### EXCERPTED TEXT:
+--

What was your favourite view?
I am going to cheat here and give two. First was the fantastic view from the summit of Benbradagh, which actually requires a short detour from the official route, but it is definitely worth it. The second is the breath taking view from Binevenagh. The view from here on a clear day is simply stunning, overlooking the River Roe and Lough Foyle to the West, Magilligan Point and Inishowen to the North and Gortmore and Benone to the East. If I was forced to narrow my choice down to one, it would have to be Binevenagh. However, I am conscious of the fact that some other potentially superb views were denied to me due to poor weather, such as the views from Slieve Gullion summit, the Magho Cliffs and Cuilcagh Mountain.
Sitting on top of Binevenagh
What was your most challenging moment / lowest point whilst walking and how did you overcome it?
I don't have to think very hard about this one. Donald’s Hill, in the Sperrins north of Dungiven, and the subsequent trek across the blanket bog and heather to Rigged Hill, was, without a shadow of a doubt, the most challenging and exhausting section of the Ulster Way that I encountered. The climb up the steep slope of Donald’s Hill was tough in itself. However, what followed made the climb up Donald’s Hill seem like a walk in the park! Bog hell awaited. The absence of way-markers here meant that I had to simply head in the direction of the radio masts and wind turbines in the distance and pick my way through the very rough bogland as best I could. There were plenty of stumbles and falls along the way, accompanied by even more sweat and curses, and for a long time the masts or turbines just didn’t seem to be getting any closer. I have never been so happy to finally reach a proper hard track roadway. Undoubtedly, it was the thought of why I was undertaking the challenge in the first place that kept me going. That and the thought of the bottles of cold beer that were waiting for me in the fridge when I got back home!
Benbradagh from Donald's Hill
If you had to single out one memory from your walk that you could revisit, what would it be?
There are so many to choose from, but I suppose the one that replays in my mind the most is the final day of the walk and my return to Greenisland Primary School, where I had set off from two and a half months beforehand. I had chosen this as my starting/finishing point as it was the school where Jacqui had taught for 25 years. My daughter, Hannah, and her boyfriend, Jonny, were walking with me from the starting point that day in Ballynure and I was joined by a lot of friends and colleagues along the way, which was fantastic. The welcome back I received from the staff and children at the school was just incredible. It all made for a very heady mix of elation and emotion and I don't think I will ever forget it for as long as I live. It was a truly fitting end to what was, for me, a very personal challenge.
Dermot and his daughter Hannah return to Greenisland Primary School
Any interesting stories/memorable people from along the way?
Again, there were so many. There were interesting animal encounters, including a deafening donkey demanding attention, a wandering dog that stopped and rolled over in front of me to have its tummy rubbed, a curious seal watching silently from the water and a large brown cow on the road that caused me to unhitch one of my walking poles just in case! In relation to people, I had tremendous support from family and friends along the way, helping out with a bed for the night, packed lunches, lifts to starting points and from finish points and even walking sections with me. The kindness of strangers that I met along the way was also memorable, from people that offered lifts in the rain (which obviously I had to decline), to people that helped with directions and even handed me donations when they found out why I was doing the walk. Particularly memorable were the two young teenagers, Oscar and Rowan, who I met at a church in Coleraine one Sunday morning where I had stopped to use the toilet facilities. They had been asking a friend about my walk and when I came out they insisted on giving me a donation - one of a number of spontaneous acts of kindness that I witnessed during my challenge.

+--

[Location labeling items]
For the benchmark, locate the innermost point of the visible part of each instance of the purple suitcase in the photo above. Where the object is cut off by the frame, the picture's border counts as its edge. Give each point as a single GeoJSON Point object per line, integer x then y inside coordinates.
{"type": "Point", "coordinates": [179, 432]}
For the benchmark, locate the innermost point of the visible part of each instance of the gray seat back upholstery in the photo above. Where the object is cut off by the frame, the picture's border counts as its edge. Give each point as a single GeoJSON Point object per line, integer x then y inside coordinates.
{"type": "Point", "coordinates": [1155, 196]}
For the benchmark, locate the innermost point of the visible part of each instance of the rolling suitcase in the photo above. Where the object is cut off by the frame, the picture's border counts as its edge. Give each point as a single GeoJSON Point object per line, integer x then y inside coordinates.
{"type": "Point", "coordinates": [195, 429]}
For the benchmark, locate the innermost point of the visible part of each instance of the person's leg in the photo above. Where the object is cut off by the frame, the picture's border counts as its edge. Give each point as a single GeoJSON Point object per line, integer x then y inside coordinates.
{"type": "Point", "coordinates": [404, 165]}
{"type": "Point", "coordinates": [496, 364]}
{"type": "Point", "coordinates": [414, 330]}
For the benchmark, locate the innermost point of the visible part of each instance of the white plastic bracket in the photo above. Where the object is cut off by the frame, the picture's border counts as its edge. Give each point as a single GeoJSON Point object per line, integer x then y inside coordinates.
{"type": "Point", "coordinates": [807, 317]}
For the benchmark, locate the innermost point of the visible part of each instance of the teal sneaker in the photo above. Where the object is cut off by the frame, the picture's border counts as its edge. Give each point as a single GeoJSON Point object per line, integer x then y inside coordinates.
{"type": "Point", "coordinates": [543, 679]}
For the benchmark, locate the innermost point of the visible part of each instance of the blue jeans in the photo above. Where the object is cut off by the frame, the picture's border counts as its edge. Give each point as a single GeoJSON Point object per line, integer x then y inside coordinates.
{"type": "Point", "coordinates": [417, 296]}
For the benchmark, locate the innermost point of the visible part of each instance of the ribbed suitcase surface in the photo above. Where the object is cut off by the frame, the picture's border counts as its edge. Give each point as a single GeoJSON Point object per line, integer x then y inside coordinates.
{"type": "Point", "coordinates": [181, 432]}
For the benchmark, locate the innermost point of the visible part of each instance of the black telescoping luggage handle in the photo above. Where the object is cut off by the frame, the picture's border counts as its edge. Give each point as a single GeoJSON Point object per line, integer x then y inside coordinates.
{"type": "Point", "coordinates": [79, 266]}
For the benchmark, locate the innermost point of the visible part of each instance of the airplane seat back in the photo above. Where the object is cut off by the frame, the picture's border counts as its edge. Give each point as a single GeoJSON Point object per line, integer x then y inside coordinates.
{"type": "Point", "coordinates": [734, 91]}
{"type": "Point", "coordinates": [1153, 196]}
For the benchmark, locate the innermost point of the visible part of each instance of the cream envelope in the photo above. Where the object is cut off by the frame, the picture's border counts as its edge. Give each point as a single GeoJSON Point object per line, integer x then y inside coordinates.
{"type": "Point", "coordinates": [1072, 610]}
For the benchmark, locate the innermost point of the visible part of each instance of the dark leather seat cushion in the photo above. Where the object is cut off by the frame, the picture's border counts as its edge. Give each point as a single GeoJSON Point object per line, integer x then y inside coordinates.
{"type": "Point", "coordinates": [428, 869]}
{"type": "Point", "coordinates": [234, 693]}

+--

### TASK LIST:
A – Quote the passage of the Ulster Way interview between "What was your favourite" and "you overcome it?", inclusive.
B – According to the Ulster Way interview, why was Greenisland Primary School chosen as the starting and finishing point of the walk?
C – Write what comes next in the Ulster Way interview, picking up after its final sentence.

### ANSWERS BY TASK:
A –
What was your favourite view?
I am going to cheat here and give two. First was the fantastic view from the summit of Benbradagh, which actually requires a short detour from the official route, but it is definitely worth it. The second is the breath taking view from Binevenagh. The view from here on a clear day is simply stunning, overlooking the River Roe and Lough Foyle to the West, Magilligan Point and Inishowen to the North and Gortmore and Benone to the East. If I was forced to narrow my choice down to one, it would have to be Binevenagh. However, I am conscious of the fact that some other potentially superb views were denied to me due to poor weather, such as the views from Slieve Gullion summit, the Magho Cliffs and Cuilcagh Mountain.
Sitting on top of Binevenagh
What was your most challenging moment / lowest point whilst walking and how did you overcome it?

B – It was the school where Jacqui had taught for 25 years.

C –
Some sections you had company but the majority of the miles where spent walking alone. Did you listen to any music along the way – if so what was on your playlist?
I liked to enjoy the sounds of nature when I could and there were even times when I just enjoyed the silence, but there were certainly some long monotonous sections where I was very glad of my iPod. I have quite an eclectic taste in music mostly dominated by rock, indie and Americana. My playlist is quite varied and includes the likes of older stuff like the Rolling Stones and Bruce Springsteen and newer artists like The Charlatans and Dawes. I like to mix things up a bit and therefore tend to listen on shuffle mode rather than stick with one album or artist. I like the surprise of not knowing what song is coming up next. It was surprising how often the song would just suit the section of the walk perfectly, like Walking on Sunshine by Katrina and the Waves when walking on a gloriously sunny day in the Sperrins or Echo Beach by Martha and the Muffins as I headed out across East Strand from Portrush!
Donaghadee (L) Mourne Way (R)
Do you have any information or advice you think would be important to someone thinking of walking the Ulster Way?
Be properly prepared, both in terms of knowledge and equipment. Most people are probably quite familiar with seeing Ulster Way signs when they drive around various parts of Northern Ireland, but this is only the more accessible parts of the route that are on show. What most people perhaps don't realise is that the Ulster Way brings you over lots of very remote and challenging terrain and there are many sections where you will not see another single person for miles on end. It is also important to read the route descriptions on the WalkNI website very carefully in conjunction with the maps - sometimes one sentence on the page or an inch on the map can take an hour or more to cover on the ground! Invest in a good pair of comfortable, waterproof boots and/or walking shoes - it's your feet that you are going to be depending on more than anything else to get you round so look after them!
Will you keep walking or are the feet happy enjoying a well-deserved rest?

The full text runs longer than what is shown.